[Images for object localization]
****

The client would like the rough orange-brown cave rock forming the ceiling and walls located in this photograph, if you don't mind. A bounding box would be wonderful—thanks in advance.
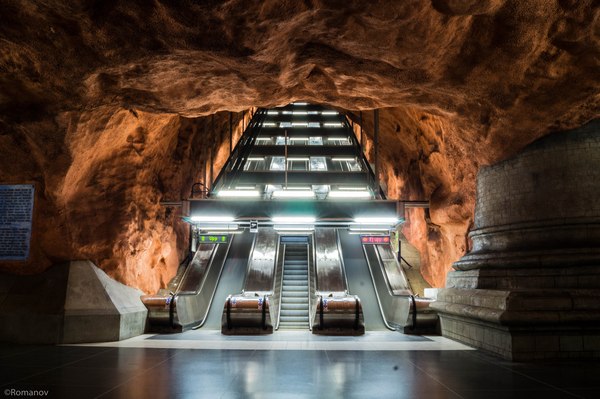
[0,0,600,291]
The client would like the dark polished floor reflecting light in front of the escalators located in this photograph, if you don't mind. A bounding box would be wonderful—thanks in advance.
[0,331,600,399]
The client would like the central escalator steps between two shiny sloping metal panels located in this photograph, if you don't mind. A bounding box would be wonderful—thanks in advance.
[279,244,309,330]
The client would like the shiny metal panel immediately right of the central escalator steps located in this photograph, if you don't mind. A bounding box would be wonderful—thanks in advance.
[315,228,347,293]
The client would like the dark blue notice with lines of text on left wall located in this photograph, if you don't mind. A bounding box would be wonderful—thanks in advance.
[0,184,35,261]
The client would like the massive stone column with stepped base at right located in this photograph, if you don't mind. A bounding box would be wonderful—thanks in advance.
[432,120,600,360]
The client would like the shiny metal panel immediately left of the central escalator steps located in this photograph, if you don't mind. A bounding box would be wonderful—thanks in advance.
[244,228,279,292]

****

> **EXERCISE BRIEF**
Every line of the data should be copied as it stands, without the images.

> **FINISHED TASK**
The client would like the rough orange-brown cave rock forming the ceiling and walls located in this photograph, if you don't mind. A bounding box would be wonderful—thanks in advance.
[0,0,600,291]
The client would like the dark polished floor reflecting light in front of the escalators located in this photograph, if you don't mind. A bounding box would be wonderful—thanks in advance.
[0,331,600,399]
The client would like the central escalator steps between two shiny sloping metal panels located in this photograph, if you don't mind. A bounding box would be wonderful—thanks in advance.
[279,244,309,330]
The client would like the shiny metal panel immediately right of the central escalator steps located in this photograph, if you don't mind. A bounding box would be wonderful—thanks in advance.
[315,228,347,293]
The client would like the dark blue notice with lines of text on left wall located in this photograph, if you don't mind. A bounding box would be wonderful—thanks in advance.
[0,184,35,261]
The client would like the massive stone column with stepped base at right located in this photograph, if you don't mind. A bounding box would be wonderful—thanks in advance.
[432,120,600,360]
The client would like the shiny metal panel immediately left of the central escalator steps located in this photograph, if you don't mind. A bounding box would be wonderful—thanks in advance.
[244,228,279,292]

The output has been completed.